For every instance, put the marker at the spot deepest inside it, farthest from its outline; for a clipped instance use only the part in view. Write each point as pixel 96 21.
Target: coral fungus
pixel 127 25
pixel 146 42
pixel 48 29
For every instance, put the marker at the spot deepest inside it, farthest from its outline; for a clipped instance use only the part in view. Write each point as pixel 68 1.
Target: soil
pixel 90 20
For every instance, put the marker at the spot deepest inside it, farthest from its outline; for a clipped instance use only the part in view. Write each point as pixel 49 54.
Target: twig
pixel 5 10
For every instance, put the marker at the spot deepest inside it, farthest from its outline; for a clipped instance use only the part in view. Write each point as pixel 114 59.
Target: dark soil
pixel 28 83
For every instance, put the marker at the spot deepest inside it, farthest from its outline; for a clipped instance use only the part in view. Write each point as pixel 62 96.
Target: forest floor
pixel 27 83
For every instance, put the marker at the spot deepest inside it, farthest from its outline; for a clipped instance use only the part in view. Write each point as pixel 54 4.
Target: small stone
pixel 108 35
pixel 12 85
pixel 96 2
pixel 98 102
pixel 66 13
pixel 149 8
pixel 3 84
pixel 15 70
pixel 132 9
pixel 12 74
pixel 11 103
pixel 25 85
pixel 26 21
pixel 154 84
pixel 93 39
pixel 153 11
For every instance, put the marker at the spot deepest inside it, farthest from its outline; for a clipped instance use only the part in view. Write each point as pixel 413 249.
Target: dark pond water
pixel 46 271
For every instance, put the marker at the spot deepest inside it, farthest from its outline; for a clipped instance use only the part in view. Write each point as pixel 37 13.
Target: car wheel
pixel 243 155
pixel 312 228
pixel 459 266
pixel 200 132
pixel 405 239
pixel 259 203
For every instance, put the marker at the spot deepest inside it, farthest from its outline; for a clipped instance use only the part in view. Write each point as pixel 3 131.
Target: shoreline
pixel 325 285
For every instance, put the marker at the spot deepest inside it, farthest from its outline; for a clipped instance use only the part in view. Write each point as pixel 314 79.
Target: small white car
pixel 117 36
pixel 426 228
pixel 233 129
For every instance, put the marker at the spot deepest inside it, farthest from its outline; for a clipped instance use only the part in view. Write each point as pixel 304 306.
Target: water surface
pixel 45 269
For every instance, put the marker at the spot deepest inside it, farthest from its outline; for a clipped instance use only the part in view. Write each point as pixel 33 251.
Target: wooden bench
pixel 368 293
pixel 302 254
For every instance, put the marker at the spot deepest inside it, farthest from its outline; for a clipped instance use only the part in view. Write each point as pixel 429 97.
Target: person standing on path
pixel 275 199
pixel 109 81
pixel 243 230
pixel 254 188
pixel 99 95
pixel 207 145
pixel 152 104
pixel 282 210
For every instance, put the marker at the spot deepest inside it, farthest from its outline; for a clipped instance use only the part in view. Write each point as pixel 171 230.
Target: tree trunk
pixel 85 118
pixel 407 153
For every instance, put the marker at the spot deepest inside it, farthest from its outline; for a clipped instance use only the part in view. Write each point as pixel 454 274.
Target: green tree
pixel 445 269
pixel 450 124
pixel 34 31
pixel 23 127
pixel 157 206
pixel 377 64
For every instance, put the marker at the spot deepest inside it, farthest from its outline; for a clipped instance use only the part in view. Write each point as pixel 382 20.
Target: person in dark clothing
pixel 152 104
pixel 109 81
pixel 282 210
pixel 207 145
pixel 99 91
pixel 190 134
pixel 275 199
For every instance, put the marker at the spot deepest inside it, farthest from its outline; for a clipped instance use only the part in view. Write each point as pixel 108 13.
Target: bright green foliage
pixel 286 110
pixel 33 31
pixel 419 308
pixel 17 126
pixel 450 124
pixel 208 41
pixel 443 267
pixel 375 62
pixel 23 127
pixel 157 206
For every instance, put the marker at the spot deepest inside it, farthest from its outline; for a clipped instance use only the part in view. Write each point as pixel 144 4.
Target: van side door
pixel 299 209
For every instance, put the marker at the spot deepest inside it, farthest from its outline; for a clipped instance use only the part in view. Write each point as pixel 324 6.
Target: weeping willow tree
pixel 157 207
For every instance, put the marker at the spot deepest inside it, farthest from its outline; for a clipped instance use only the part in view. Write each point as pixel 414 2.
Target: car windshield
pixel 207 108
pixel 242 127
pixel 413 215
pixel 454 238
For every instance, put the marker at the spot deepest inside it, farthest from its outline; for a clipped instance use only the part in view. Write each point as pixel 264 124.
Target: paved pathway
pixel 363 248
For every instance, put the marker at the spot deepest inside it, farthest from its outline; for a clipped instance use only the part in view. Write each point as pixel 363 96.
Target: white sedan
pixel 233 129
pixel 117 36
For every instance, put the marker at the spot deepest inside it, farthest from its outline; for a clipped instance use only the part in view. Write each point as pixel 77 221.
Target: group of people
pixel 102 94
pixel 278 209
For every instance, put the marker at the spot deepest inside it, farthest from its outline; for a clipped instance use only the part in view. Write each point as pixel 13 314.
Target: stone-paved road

Aim of the exercise »
Print every row above verbatim, in its original order, without altering any character.

Final result »
For every instance, put the marker at the spot deepest inside it, farthest from its outline; for a clipped instance use only the part in view. Write each point as pixel 96 21.
Target: coral fungus
pixel 127 25
pixel 146 42
pixel 48 29
For every instance, put the marker at the spot deepest inside it, farthest from its outline; for a clipped instance use only the part in view. Write each point as pixel 68 1.
Target: soil
pixel 90 20
For every instance, put the marker at the spot deepest inside it, farthest from its outline; for a clipped instance use only the part in view. Write each point as pixel 49 54.
Target: twig
pixel 5 10
For every instance, put the marker at the spot deepest inside it, farthest from its outline; for a clipped instance use only the part in view. Write each point as pixel 114 59.
Target: dark soil
pixel 28 83
For every instance, put the marker at the spot deepest inside it, farthest from its outline; for a clipped instance use only the part in view. Write each point as pixel 62 96.
Target: forest floor
pixel 27 83
For every instance, put the marker at the spot deepest inside it, farthest from its outline; for a clipped instance use only the part in view. Write each point as pixel 54 4.
Target: small stone
pixel 108 35
pixel 12 85
pixel 96 2
pixel 98 102
pixel 66 13
pixel 149 8
pixel 3 84
pixel 15 70
pixel 132 9
pixel 12 74
pixel 11 103
pixel 25 85
pixel 26 21
pixel 154 84
pixel 93 39
pixel 153 11
For every instance, put the marker at the spot deepest inside it, farthest from its outline; for a clipped instance use only the part in view. Write each point as pixel 413 249.
Target: dark pond water
pixel 46 271
For every instance, put the marker at the spot deepest inside it, farthest from its outline; for a clipped instance use only the part in view. Write each point as pixel 37 13.
Target: car wheel
pixel 243 155
pixel 312 228
pixel 459 266
pixel 200 132
pixel 405 239
pixel 259 203
For every instance, put the marker at the spot deepest inside it, farthest from its outline; for a clipped instance use only the part in view. Write each point as pixel 3 131.
Target: shoreline
pixel 325 285
For every instance, put the marker at the spot deepest inside it, farthest from its outline; for a clipped instance use only the part in view. Write each point as pixel 314 79.
Target: small white car
pixel 117 36
pixel 426 228
pixel 233 129
For every instance, put the marker at the spot deepest inside it, farthest from its outline; for a clipped instance use only the part in view. Write each point as pixel 304 306.
Target: water surface
pixel 45 269
For every instance, put the marker at the spot deepest inside it, farthest from its outline; for a clipped instance use only the part in view. Write each point as pixel 33 251.
Target: wooden bench
pixel 368 293
pixel 302 254
For every instance, put the marker at the spot deepest inside it, farthest from its outline; for a clipped instance use only the part in view. Write each point as pixel 429 97.
Target: person standing on path
pixel 275 199
pixel 109 81
pixel 243 230
pixel 254 188
pixel 99 95
pixel 207 145
pixel 152 104
pixel 282 210
For every instance, put the marker at the spot deepest inside it, farthest from its outline; for a clipped instance use only the part in view. Write each point as pixel 171 230.
Target: tree trunk
pixel 85 118
pixel 407 153
For every instance, put the marker at the spot deepest inside it, farthest from its outline; for a clipped instance use only the part in view. Write each point as pixel 454 274.
Target: green tree
pixel 445 269
pixel 450 124
pixel 34 31
pixel 23 127
pixel 157 206
pixel 377 64
For every instance, put the marker at the spot deepest inside it, farthest from its outline; for a clipped instance use only the part in view. Write each point as pixel 382 20.
Target: person in dark clothing
pixel 152 104
pixel 109 81
pixel 282 210
pixel 207 145
pixel 99 91
pixel 190 134
pixel 275 199
For every instance, put the marker at the spot deepest inside it, farthest from its outline; for a clipped instance use only the part in view. Write each point as pixel 108 13.
Target: bright green foliage
pixel 286 110
pixel 33 31
pixel 419 308
pixel 17 126
pixel 450 124
pixel 208 41
pixel 443 267
pixel 375 62
pixel 23 127
pixel 157 206
For every instance, put the marker at the spot deepest inside it, farthest from its outline; for a clipped instance use only the part in view. Write each point as pixel 144 4.
Target: van side door
pixel 299 209
For every instance, put the marker at the spot deepest inside it, farthest from its outline; for a clipped instance use only the part in view. Write each point as pixel 324 6.
Target: weeping willow tree
pixel 157 207
For every instance, put the marker at the spot deepest inside it, farthest from its outline; for a clipped instance use only the part in view. Write each point as pixel 414 2.
Target: car windshield
pixel 207 108
pixel 242 127
pixel 413 215
pixel 454 238
For every instance, put the marker at the spot deepest inside it, farthest from its outline; for a clipped instance use only the part in view. Write each point as pixel 264 124.
Target: paved pathway
pixel 363 248
For every instance, put the marker at the spot deepest inside it, farthest from its outline; for a clipped instance use only the part in view. Write each point as pixel 363 96.
Target: white sedan
pixel 233 129
pixel 117 36
For every instance, put the marker at the spot deepest inside it, farthest from its outline; for a clipped instance use only the part in view. Write each point as pixel 77 221.
Target: group of people
pixel 102 94
pixel 278 209
For every instance, put the marker at the spot deepest inside it, farthest from its outline; for a clipped instance use only the part in view. Write each point as pixel 13 314.
Target: stone-paved road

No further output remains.